### TASK DIRECTIONS
Carry on the news story about the woman who asked to pick out her attackers by smell, starting right after its last sentence.

### SOURCE
+---+

When Luyanda Ngcombolo*, 28, was told to attend an identity parade and point out the two men who had raped her in a taxi, she knew that relying on her eyes would be useless.
She didn’t know what her rapists looked like. She had just knocked off one night and flagged down the taxi, not paying attention to the two people at the front.
After the other passengers had disembarked, the taxi, instead of taking her to her destination, sped off in a different direction.
In the middle of nowhere and in pitch darkness, the two men raped her at gunpoint, robbed her and pushed her, naked, out of the taxi.
A few minutes later she saw their headlights return and hid in the bushes. She heard them say they needed to find and kill her because she had recognised them.
After a while they left, and Ngcombolo came out of the bushes and started running.
Naked and shivering in the middle of winter, she ran until she found houses, refusing offers of help from strangers along the way that would require her to get into their cars as she was scared she would be raped again.
She finally got to a residential area where she was given a blanket, and the police were called.
A year later, the police told Ngcombolo they had arrested two men and would like her to attend an identity parade and identify her attackers.
She knew she would not be able to recognise them, but went anyway.
When she got there she asked the prison warder that she be allowed to smell them instead. It was an unusual request, but the warder agreed.

+---+

### DATASET EXTRACT
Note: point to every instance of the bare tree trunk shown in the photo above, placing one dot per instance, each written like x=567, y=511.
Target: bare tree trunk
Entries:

+---+

### RESPONSE TO THE EXERCISE
She was taken to where a group of men were waiting and, before going inside, she closed her eyes.
A warder took her hand to guide her.
She walked towards the first of the 10 men, leaned closer and smelt him on the chest. After smelling the 10th man, she walked backwards, smelt the ninth man again and opened her eyes.
It was one of the men who had raped her.
She closed her eyes again and kept walking backwards, smelling them until she reached the fifth.
She leaned in, smelt him again and opened her eyes. That was her second attacker.
She had positively identified them by only their smell - not perfume, sweat or soap; just their body odour.
Everyone was baffled. The judge told Ngcombolo that she had never come across a case like hers before.
A few years later, when it was her turn to testify against the two men, Ngcombolo was eight months pregnant.
Shortly after testifying, she miscarried.
The rape has affected Ngcombolo so badly that she doesn’t trust men anymore.
However, she hopes that talking about her ordeal might help other women who have been through the same thing to realise that they aren’t the only ones going through pain.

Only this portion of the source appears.